- Text segment
Although nature presents us with an adequate array of obstacles, many of society’s most formidable ills are self-inflicted, most potently through the ballot box. The framers of the U.S. Constitution were rightly wary of the dangers of unfettered democracy. They understood that most parts of our lives should be set apart, protected from the reach of voters.

Over two centuries later, voters seem no more reliable. They can find all sorts of reasons to meddle in other people’s lives through the magic of government. They seem more able to imagine the wonderful things that governments might do than they are able to imagine the costs. Imagination is often untethered to education.

Those who would wish the government more tax revenue, would also have us believe that taxes are benign in their impact on business. After all, in the past century we have had some of the highest corporate and personal income-tax rates in the world, but we have also had plenty of profitable companies and prosperous individuals.

- Exercise requirements
1/ Copy the part of the essay on democracy and taxes starting at "Over two centuries" and ending at "and prosperous individuals.".
2/ According to the essay on democracy and taxes, what were the framers of the U.S. Constitution wary of?
3/ Write the next part of the essay on democracy and taxes, picking up after its final sentence.
The dataset records were drawn from a separate source and have no connection to the essay on democracy and taxes.

Dataset records
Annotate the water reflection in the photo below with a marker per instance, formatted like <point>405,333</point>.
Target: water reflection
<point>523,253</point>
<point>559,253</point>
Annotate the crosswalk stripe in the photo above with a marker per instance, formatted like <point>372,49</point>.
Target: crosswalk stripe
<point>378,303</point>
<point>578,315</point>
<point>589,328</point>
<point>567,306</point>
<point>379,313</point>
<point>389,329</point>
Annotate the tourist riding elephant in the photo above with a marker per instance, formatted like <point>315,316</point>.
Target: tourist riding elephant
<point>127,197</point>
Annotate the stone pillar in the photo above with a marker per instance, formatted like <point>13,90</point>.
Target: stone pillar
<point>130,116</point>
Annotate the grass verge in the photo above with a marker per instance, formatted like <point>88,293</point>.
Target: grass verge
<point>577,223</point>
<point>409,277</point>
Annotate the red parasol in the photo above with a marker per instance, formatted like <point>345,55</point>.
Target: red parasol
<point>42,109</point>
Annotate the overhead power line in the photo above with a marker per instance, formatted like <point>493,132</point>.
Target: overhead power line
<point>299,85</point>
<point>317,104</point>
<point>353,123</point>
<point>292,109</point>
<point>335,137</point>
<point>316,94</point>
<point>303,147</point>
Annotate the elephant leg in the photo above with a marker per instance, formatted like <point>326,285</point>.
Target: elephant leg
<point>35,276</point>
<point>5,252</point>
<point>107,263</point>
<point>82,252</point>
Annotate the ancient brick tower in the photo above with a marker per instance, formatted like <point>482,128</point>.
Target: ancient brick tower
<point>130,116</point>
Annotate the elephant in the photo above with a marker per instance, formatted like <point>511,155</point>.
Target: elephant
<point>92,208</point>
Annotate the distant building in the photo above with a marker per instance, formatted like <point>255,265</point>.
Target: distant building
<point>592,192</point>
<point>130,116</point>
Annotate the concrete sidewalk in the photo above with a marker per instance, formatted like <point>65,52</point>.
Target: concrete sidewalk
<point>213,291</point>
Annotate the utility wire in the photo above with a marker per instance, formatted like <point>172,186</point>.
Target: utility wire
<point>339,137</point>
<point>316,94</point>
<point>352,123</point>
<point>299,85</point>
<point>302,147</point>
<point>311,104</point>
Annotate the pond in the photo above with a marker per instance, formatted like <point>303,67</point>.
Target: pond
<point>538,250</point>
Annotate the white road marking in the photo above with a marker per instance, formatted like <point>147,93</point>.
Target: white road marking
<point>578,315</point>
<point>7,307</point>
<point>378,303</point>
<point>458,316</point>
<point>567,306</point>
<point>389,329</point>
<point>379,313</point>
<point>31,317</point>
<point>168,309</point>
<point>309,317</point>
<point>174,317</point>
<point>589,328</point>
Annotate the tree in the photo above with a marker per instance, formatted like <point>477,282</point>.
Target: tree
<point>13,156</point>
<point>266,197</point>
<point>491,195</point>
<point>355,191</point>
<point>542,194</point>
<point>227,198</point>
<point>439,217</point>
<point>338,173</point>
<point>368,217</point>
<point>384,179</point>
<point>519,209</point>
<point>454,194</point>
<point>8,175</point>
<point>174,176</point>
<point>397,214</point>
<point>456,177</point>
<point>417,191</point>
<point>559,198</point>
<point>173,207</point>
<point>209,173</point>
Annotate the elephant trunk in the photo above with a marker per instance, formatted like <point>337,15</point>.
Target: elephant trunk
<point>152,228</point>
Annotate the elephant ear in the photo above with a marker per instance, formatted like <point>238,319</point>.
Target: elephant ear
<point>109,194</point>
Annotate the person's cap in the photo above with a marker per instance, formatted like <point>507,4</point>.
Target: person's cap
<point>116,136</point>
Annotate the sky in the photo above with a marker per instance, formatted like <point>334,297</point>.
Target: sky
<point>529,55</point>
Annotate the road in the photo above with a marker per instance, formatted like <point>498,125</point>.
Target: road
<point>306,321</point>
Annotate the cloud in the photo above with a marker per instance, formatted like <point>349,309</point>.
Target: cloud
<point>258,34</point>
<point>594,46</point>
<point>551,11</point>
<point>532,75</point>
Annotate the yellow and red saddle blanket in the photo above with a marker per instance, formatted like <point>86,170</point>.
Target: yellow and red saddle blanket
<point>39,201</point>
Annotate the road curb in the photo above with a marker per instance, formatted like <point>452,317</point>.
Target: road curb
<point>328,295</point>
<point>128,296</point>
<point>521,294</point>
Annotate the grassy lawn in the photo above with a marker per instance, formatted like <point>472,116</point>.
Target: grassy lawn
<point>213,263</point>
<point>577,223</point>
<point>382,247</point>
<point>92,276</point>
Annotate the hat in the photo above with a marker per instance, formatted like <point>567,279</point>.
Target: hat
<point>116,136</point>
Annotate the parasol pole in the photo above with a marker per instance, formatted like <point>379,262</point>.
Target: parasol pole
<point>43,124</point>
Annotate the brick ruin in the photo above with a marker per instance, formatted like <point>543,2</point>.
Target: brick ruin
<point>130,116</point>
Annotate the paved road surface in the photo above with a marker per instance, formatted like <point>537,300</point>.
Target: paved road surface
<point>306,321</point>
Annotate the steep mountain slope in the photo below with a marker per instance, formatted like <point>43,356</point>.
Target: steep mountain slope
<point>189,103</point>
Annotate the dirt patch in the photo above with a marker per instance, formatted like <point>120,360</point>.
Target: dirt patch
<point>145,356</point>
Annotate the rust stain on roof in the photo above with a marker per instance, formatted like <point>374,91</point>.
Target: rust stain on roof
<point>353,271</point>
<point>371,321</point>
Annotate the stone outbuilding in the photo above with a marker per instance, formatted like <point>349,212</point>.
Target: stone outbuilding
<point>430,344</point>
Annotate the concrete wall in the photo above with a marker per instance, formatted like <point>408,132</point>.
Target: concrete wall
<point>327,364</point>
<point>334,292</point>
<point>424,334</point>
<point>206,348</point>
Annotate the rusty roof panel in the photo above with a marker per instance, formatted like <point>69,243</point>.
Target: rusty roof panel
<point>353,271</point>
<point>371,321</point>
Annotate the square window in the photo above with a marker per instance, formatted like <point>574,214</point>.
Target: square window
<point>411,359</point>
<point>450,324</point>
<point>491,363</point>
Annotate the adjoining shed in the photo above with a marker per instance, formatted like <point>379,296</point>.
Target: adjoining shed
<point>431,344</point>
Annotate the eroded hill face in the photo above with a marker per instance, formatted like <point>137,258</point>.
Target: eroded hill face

- Solved problems
1/
Over two centuries later, voters seem no more reliable. They can find all sorts of reasons to meddle in other people’s lives through the magic of government. They seem more able to imagine the wonderful things that governments might do than they are able to imagine the costs. Imagination is often untethered to education.

Those who would wish the government more tax revenue, would also have us believe that taxes are benign in their impact on business. After all, in the past century we have had some of the highest corporate and personal income-tax rates in the world, but we have also had plenty of profitable companies and prosperous individuals.

2/ They were wary of the dangers of unfettered democracy.

3/
If we ask the owners and managers of these profitable companies how taxes affected their operations, we will always find some who will claim that they simply took taxation in stride. Even those managers that criticize taxes for reducing profitability and possibly putting their businesses at risk can be, and often are, dismissed as merely greedy or uncaring. They were, after all, profitable.

The problem with our question is that we were asking only those that were profitable or, to put it differently, those companies that have continued to operate. We tend to lose track of companies that no longer exist and we rarely have any inkling of all those planned businesses that might have come into existence had business conditions, such as tax burdens, been better.

When we base our judgments of a situation mostly on the experiences of those who succeeded, our judgments may suffer from what statisticians call ...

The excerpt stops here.